- **Exercise goal**
Only the lines from the one containing "[outline] light green leaf" through the end of the entries should be repeated, exactly as they appear, first and last included.
[START Supplied entries]
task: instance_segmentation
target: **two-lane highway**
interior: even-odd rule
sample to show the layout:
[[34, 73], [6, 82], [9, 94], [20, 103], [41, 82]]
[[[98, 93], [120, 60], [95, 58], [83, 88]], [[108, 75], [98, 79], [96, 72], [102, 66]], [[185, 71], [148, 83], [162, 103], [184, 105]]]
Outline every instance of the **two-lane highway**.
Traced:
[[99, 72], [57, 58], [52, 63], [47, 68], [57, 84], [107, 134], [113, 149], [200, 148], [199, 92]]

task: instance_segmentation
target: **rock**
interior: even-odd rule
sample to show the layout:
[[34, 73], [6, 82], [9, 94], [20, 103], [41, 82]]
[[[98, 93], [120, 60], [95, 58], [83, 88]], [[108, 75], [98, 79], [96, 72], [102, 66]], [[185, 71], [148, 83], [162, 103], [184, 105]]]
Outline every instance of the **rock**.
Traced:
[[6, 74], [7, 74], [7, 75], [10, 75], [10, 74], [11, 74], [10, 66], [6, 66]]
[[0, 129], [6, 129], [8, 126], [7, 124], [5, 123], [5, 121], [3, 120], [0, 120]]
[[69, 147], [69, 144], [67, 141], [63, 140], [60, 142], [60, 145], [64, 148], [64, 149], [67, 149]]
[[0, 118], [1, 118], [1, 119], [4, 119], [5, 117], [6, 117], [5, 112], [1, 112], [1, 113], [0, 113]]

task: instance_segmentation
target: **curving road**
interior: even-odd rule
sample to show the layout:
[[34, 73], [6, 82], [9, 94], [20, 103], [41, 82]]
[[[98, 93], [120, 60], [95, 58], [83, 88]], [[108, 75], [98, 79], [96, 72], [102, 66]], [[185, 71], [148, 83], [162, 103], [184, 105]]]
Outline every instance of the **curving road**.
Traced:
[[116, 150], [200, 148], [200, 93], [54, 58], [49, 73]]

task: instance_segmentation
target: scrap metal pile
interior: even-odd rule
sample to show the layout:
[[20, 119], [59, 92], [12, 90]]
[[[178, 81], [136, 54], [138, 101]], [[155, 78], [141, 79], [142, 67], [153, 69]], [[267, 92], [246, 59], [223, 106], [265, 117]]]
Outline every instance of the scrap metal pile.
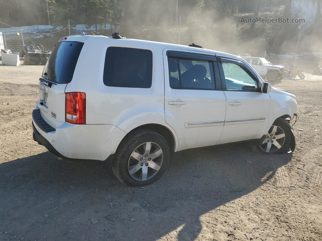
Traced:
[[24, 47], [24, 50], [21, 51], [20, 56], [24, 57], [24, 64], [44, 65], [52, 53], [51, 51], [44, 50], [42, 44], [32, 41], [28, 42]]

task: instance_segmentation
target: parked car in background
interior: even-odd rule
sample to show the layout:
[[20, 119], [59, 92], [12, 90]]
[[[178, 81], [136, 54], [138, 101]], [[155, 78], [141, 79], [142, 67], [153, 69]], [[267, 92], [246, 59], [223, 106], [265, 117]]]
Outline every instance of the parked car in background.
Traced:
[[40, 29], [36, 31], [37, 33], [47, 33], [50, 32], [50, 30], [49, 29]]
[[43, 39], [44, 36], [43, 35], [41, 34], [35, 34], [30, 36], [30, 38], [32, 39]]
[[295, 96], [244, 59], [113, 37], [62, 38], [45, 66], [33, 137], [58, 156], [111, 161], [119, 180], [140, 186], [175, 152], [246, 141], [263, 153], [294, 150]]
[[46, 33], [43, 35], [43, 37], [45, 39], [47, 39], [48, 38], [52, 38], [52, 35], [50, 33]]
[[281, 65], [273, 65], [264, 58], [242, 57], [251, 65], [259, 74], [265, 76], [270, 81], [281, 80], [284, 67]]
[[85, 32], [76, 32], [74, 35], [76, 36], [84, 36], [86, 35], [86, 33]]
[[292, 57], [292, 58], [295, 58], [295, 57], [298, 58], [303, 56], [303, 55], [297, 54], [296, 53], [287, 53], [286, 55], [289, 56], [291, 56]]

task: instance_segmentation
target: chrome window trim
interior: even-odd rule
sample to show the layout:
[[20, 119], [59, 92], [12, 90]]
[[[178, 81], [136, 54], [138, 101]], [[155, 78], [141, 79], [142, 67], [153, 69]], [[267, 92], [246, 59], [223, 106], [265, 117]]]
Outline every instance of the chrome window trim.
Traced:
[[238, 120], [230, 120], [227, 121], [196, 121], [195, 122], [186, 122], [185, 123], [186, 128], [194, 127], [204, 127], [207, 126], [214, 126], [229, 125], [235, 125], [238, 124], [247, 124], [245, 122], [262, 122], [265, 121], [265, 117], [258, 118], [250, 118], [247, 119], [239, 119]]

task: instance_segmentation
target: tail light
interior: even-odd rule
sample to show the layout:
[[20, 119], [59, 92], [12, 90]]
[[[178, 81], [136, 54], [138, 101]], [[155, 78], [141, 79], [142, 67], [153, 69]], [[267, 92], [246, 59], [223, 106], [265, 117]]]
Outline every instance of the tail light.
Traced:
[[85, 124], [86, 117], [86, 94], [80, 92], [66, 94], [66, 122]]

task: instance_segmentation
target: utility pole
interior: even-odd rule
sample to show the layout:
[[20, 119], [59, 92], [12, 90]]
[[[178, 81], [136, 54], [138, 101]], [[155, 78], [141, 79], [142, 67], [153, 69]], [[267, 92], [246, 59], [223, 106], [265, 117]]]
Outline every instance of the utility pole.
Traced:
[[300, 35], [301, 34], [301, 30], [302, 30], [302, 25], [303, 23], [301, 23], [301, 25], [298, 26], [298, 28], [299, 29], [299, 31], [298, 32], [298, 41], [296, 42], [296, 48], [295, 48], [295, 52], [298, 51], [298, 40], [300, 39]]
[[22, 40], [22, 45], [23, 46], [24, 46], [24, 36], [22, 35], [22, 31], [20, 30], [20, 33], [21, 33], [21, 39]]
[[69, 24], [69, 19], [68, 19], [68, 32], [69, 33], [69, 36], [71, 36], [71, 25]]
[[50, 25], [50, 19], [49, 19], [49, 10], [48, 9], [48, 0], [45, 0], [47, 5], [47, 15], [48, 15], [48, 25]]
[[181, 32], [181, 16], [179, 17], [179, 44], [180, 44], [180, 33]]
[[177, 30], [179, 30], [178, 28], [178, 24], [179, 23], [178, 22], [178, 20], [179, 19], [178, 19], [178, 0], [177, 0], [177, 5], [175, 9], [175, 23], [177, 24]]

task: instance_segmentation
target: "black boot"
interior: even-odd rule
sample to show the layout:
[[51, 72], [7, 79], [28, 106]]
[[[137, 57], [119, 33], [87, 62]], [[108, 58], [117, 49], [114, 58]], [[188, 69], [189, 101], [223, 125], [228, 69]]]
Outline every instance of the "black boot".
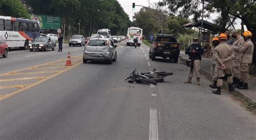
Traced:
[[217, 81], [214, 80], [212, 85], [209, 85], [209, 86], [212, 89], [217, 89]]
[[244, 85], [244, 82], [240, 81], [239, 79], [238, 79], [237, 81], [237, 84], [235, 85], [235, 87], [239, 87], [242, 86]]
[[212, 91], [212, 93], [217, 94], [217, 95], [220, 95], [220, 87], [217, 87], [217, 91]]
[[235, 88], [234, 86], [232, 84], [228, 84], [227, 85], [228, 86], [228, 90], [230, 90], [230, 92], [233, 92], [234, 89]]
[[240, 90], [248, 90], [249, 88], [248, 87], [248, 83], [242, 83], [243, 84], [242, 86], [238, 87], [238, 89]]

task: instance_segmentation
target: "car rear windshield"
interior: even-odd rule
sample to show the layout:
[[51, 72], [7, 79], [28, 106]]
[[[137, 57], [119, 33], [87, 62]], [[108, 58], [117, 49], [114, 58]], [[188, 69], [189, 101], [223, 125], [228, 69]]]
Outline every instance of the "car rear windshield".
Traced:
[[48, 39], [45, 38], [37, 38], [35, 39], [35, 41], [38, 42], [47, 42]]
[[130, 29], [129, 30], [129, 34], [130, 35], [140, 35], [142, 34], [141, 30]]
[[156, 41], [177, 42], [177, 40], [173, 36], [157, 36]]
[[89, 43], [89, 46], [106, 46], [106, 40], [90, 40]]
[[103, 36], [107, 36], [109, 32], [106, 32], [106, 31], [99, 31], [99, 32], [98, 32], [98, 33], [99, 34], [101, 34]]
[[73, 35], [71, 38], [72, 39], [81, 39], [82, 36], [80, 36], [80, 35]]

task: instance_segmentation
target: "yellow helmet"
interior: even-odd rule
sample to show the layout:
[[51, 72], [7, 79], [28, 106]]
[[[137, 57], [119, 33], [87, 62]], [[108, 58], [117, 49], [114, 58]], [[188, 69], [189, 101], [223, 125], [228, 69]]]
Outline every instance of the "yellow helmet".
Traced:
[[243, 34], [245, 37], [252, 37], [252, 32], [249, 31], [245, 31]]
[[212, 39], [212, 42], [213, 42], [214, 41], [219, 41], [220, 40], [219, 40], [219, 38], [217, 38], [217, 37], [215, 37], [215, 38], [213, 38]]
[[219, 39], [227, 39], [227, 35], [224, 33], [222, 33], [219, 36]]

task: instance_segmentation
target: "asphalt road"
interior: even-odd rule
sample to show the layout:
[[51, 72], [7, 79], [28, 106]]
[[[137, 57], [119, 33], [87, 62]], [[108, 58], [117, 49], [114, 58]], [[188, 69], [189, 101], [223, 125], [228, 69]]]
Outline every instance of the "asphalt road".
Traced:
[[[200, 86], [194, 79], [183, 84], [181, 63], [148, 60], [145, 45], [118, 45], [112, 65], [89, 62], [1, 101], [0, 139], [256, 139], [255, 115], [229, 94], [212, 94], [206, 78]], [[64, 50], [80, 55], [83, 47]], [[0, 58], [1, 73], [64, 59], [66, 53], [11, 51]], [[174, 75], [154, 86], [125, 82], [135, 68]]]

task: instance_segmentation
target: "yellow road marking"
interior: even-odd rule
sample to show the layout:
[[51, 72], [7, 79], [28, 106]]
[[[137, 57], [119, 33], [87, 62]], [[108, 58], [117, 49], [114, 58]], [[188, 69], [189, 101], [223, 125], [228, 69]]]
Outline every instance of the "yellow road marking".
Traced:
[[0, 82], [16, 81], [16, 80], [31, 80], [31, 79], [44, 79], [44, 77], [25, 77], [25, 78], [14, 78], [14, 79], [0, 79]]
[[12, 88], [18, 88], [21, 89], [28, 86], [30, 84], [22, 84], [22, 85], [8, 85], [8, 86], [0, 86], [0, 89], [12, 89]]
[[68, 67], [63, 65], [62, 67], [37, 68], [37, 69], [58, 69], [58, 68], [68, 68]]
[[65, 70], [63, 70], [63, 71], [60, 71], [59, 72], [56, 73], [56, 74], [54, 74], [54, 75], [52, 75], [52, 76], [49, 76], [49, 77], [48, 77], [45, 78], [44, 79], [43, 79], [43, 80], [39, 80], [39, 81], [38, 81], [38, 82], [36, 82], [36, 83], [33, 83], [33, 84], [31, 84], [31, 85], [29, 85], [29, 86], [26, 86], [26, 87], [24, 87], [24, 88], [23, 88], [23, 89], [21, 89], [21, 90], [19, 90], [15, 91], [15, 92], [12, 92], [12, 93], [10, 93], [10, 94], [5, 94], [5, 95], [1, 95], [1, 96], [0, 96], [0, 101], [2, 101], [2, 100], [4, 100], [4, 99], [7, 99], [7, 98], [10, 98], [10, 97], [12, 97], [12, 96], [13, 96], [13, 95], [16, 95], [16, 94], [18, 94], [18, 93], [21, 93], [21, 92], [23, 92], [23, 91], [25, 91], [25, 90], [28, 90], [28, 89], [30, 89], [30, 88], [31, 88], [31, 87], [33, 87], [33, 86], [36, 86], [36, 85], [38, 85], [38, 84], [41, 84], [41, 83], [43, 83], [43, 82], [45, 82], [45, 81], [46, 81], [46, 80], [49, 80], [49, 79], [51, 79], [51, 78], [53, 78], [53, 77], [55, 77], [55, 76], [58, 76], [58, 75], [60, 75], [60, 74], [61, 74], [61, 73], [64, 73], [64, 72], [66, 72], [66, 71], [68, 71], [68, 70], [70, 70], [70, 69], [72, 69], [72, 68], [75, 68], [75, 67], [77, 67], [77, 66], [80, 65], [80, 64], [82, 64], [82, 63], [83, 63], [83, 62], [80, 62], [80, 63], [77, 63], [77, 64], [76, 64], [76, 65], [73, 65], [73, 66], [72, 66], [72, 67], [70, 67], [68, 68], [68, 69], [65, 69]]
[[38, 71], [38, 72], [21, 72], [21, 73], [6, 73], [6, 75], [2, 75], [2, 76], [17, 76], [17, 75], [34, 75], [34, 74], [41, 74], [41, 73], [49, 73], [56, 72], [55, 71]]

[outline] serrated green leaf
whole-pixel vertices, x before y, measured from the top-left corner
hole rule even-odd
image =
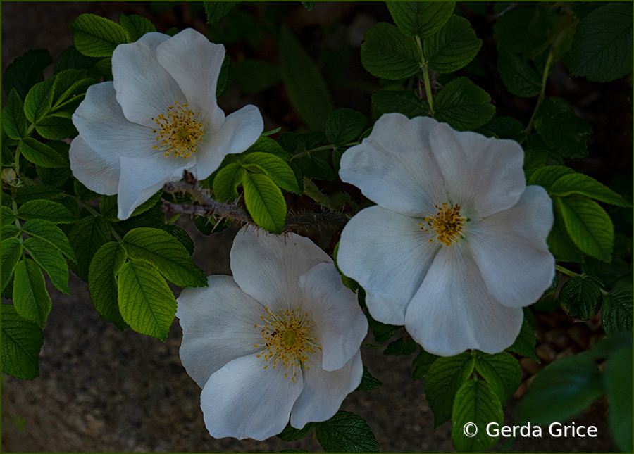
[[[361,44],[361,63],[378,77],[409,77],[421,68],[421,55],[414,39],[395,26],[380,22],[366,32]]]
[[[44,327],[51,312],[51,298],[39,265],[25,258],[15,265],[13,277],[13,305],[25,319]]]
[[[520,401],[520,424],[549,424],[574,417],[603,394],[601,374],[588,356],[552,362],[535,376]]]
[[[337,109],[326,118],[326,140],[333,145],[345,145],[361,135],[367,122],[361,112],[345,107]]]
[[[566,229],[577,247],[588,256],[609,262],[614,244],[614,227],[605,210],[584,196],[573,194],[553,198]]]
[[[281,158],[259,151],[249,153],[242,160],[242,165],[249,168],[251,165],[256,165],[263,170],[264,173],[282,189],[293,194],[301,194],[293,170]]]
[[[468,131],[485,125],[495,113],[491,96],[461,77],[454,79],[438,92],[434,101],[435,119],[449,123],[458,131]]]
[[[469,21],[454,15],[425,40],[423,55],[433,71],[453,72],[475,58],[480,47],[482,39],[476,37]]]
[[[60,291],[70,295],[68,266],[59,249],[37,237],[25,239],[23,246],[30,254],[31,258],[48,273],[53,285]]]
[[[123,320],[137,332],[164,341],[176,314],[176,298],[163,277],[149,265],[127,262],[117,284]]]
[[[603,298],[601,322],[607,336],[632,331],[632,292],[612,290]]]
[[[403,33],[427,38],[440,30],[452,17],[455,1],[388,1],[387,9]]]
[[[39,377],[42,328],[20,317],[11,304],[2,305],[2,372],[32,380]]]
[[[125,249],[119,243],[106,243],[95,253],[88,271],[88,289],[92,305],[101,318],[112,322],[121,331],[128,326],[119,312],[116,276],[125,258]]]
[[[379,449],[368,423],[349,412],[340,410],[318,423],[315,435],[327,453],[378,453]]]
[[[167,232],[149,227],[134,229],[125,234],[123,244],[131,260],[149,263],[176,285],[207,285],[205,273],[196,266],[180,241]]]
[[[461,453],[483,452],[495,444],[499,438],[490,436],[486,430],[487,424],[496,422],[502,425],[504,414],[502,406],[493,388],[482,380],[469,380],[456,393],[452,417],[452,441],[456,450]],[[465,434],[467,423],[476,424],[470,434]]]
[[[577,25],[565,59],[570,73],[609,82],[632,72],[632,6],[612,2],[594,10]]]
[[[119,24],[94,14],[82,14],[68,28],[77,50],[89,57],[109,57],[119,44],[128,42]]]
[[[24,106],[15,89],[12,89],[2,108],[2,127],[11,139],[23,139],[27,137],[27,120],[24,115]]]
[[[39,167],[59,168],[70,165],[66,156],[32,137],[23,139],[20,142],[18,149],[25,158]]]
[[[455,356],[439,358],[425,376],[425,396],[434,413],[434,429],[452,416],[454,398],[468,379],[476,358],[466,351]]]
[[[71,260],[76,261],[75,251],[70,247],[68,239],[62,229],[53,222],[43,219],[32,219],[25,222],[22,229],[31,237],[48,241]]]
[[[280,30],[280,70],[284,88],[297,115],[313,130],[323,130],[335,107],[323,77],[297,39]]]
[[[504,49],[497,51],[497,71],[506,89],[517,96],[530,98],[542,89],[542,78],[526,59]]]
[[[242,187],[247,209],[256,224],[272,233],[281,234],[286,222],[286,202],[280,188],[265,175],[248,173]]]

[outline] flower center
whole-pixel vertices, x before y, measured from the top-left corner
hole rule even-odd
[[[156,134],[158,145],[153,145],[155,150],[163,150],[165,156],[174,153],[174,157],[189,158],[196,153],[196,144],[200,141],[203,131],[202,123],[194,120],[194,111],[188,108],[189,104],[178,105],[178,101],[168,108],[167,117],[161,113],[152,118],[159,127],[153,130]],[[198,116],[200,112],[196,113]]]
[[[310,320],[308,319],[308,313],[304,313],[304,317],[299,309],[288,309],[280,310],[279,313],[274,314],[264,308],[267,315],[260,316],[264,321],[264,327],[261,328],[262,343],[266,350],[257,358],[264,356],[264,369],[273,364],[273,368],[275,369],[282,365],[287,370],[284,376],[289,378],[288,374],[292,374],[290,379],[295,381],[297,376],[297,368],[304,366],[308,359],[307,353],[314,353],[313,348],[321,350],[321,347],[317,345],[316,337],[311,336]],[[258,327],[256,324],[254,328]],[[254,347],[261,346],[262,344],[255,344]],[[306,370],[310,369],[306,366]]]
[[[429,232],[430,228],[436,231],[436,239],[445,244],[451,246],[454,240],[456,243],[461,237],[463,223],[466,218],[460,215],[460,206],[451,206],[447,202],[442,203],[442,206],[436,205],[438,213],[435,216],[428,216],[425,218],[425,222],[418,222],[421,229]],[[429,240],[431,243],[433,239]]]

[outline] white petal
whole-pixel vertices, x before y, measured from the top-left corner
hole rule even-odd
[[[240,288],[271,312],[297,309],[302,301],[299,277],[332,260],[305,237],[283,237],[244,227],[231,248],[231,271]]]
[[[372,317],[392,324],[405,322],[405,308],[423,282],[438,241],[421,229],[422,220],[380,206],[351,219],[341,234],[337,264],[366,290]]]
[[[429,143],[450,201],[460,204],[472,219],[510,208],[519,200],[526,181],[524,152],[516,141],[459,132],[439,123]]]
[[[112,54],[117,101],[130,121],[155,127],[152,118],[166,113],[175,101],[187,102],[178,84],[156,60],[156,48],[170,38],[146,33],[136,42],[117,46]]]
[[[108,196],[117,193],[119,161],[116,156],[100,155],[80,135],[70,143],[68,158],[73,175],[87,188]]]
[[[209,377],[200,406],[211,436],[264,440],[284,430],[303,388],[302,374],[292,382],[285,367],[263,369],[263,362],[243,356]]]
[[[443,246],[405,314],[405,328],[425,350],[441,356],[468,348],[502,351],[515,341],[521,308],[501,305],[487,289],[461,244]]]
[[[552,202],[540,186],[528,186],[517,204],[470,228],[466,244],[500,303],[533,304],[552,282],[554,258],[546,237],[553,223]]]
[[[230,361],[263,350],[260,329],[263,306],[242,291],[231,276],[209,276],[208,287],[185,289],[176,317],[182,327],[180,360],[202,388]]]
[[[327,372],[320,367],[319,355],[309,358],[304,371],[304,389],[291,410],[290,423],[301,429],[309,422],[321,422],[331,418],[341,403],[361,382],[363,373],[361,351],[342,367]]]
[[[428,140],[436,125],[428,117],[381,115],[370,136],[342,156],[341,179],[384,208],[411,216],[435,215],[434,206],[447,199]]]
[[[228,154],[242,153],[253,145],[263,129],[260,111],[249,105],[228,115],[216,132],[205,131],[196,151],[198,178],[211,175]]]
[[[151,128],[128,121],[117,102],[114,85],[104,82],[88,87],[86,97],[73,114],[73,122],[95,151],[119,172],[117,156],[156,153],[156,134]]]
[[[323,351],[321,367],[325,370],[342,367],[368,334],[368,321],[356,295],[342,283],[332,263],[319,263],[302,275],[299,286],[304,294],[303,310],[311,315],[317,342]]]
[[[161,152],[151,158],[119,156],[121,174],[117,217],[122,220],[128,219],[135,208],[151,197],[165,183],[180,181],[182,171],[195,163],[194,157],[185,159],[180,156],[164,156]]]
[[[209,132],[217,130],[225,120],[216,102],[225,46],[212,44],[204,34],[187,28],[161,44],[156,58],[182,90],[189,108],[200,112],[202,122],[211,127]]]

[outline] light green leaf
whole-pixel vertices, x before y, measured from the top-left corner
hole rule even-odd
[END Supplied entries]
- **Response for this exercise**
[outline] light green leaf
whole-pixel vertices, x before y, measured from the top-left corner
hole rule even-odd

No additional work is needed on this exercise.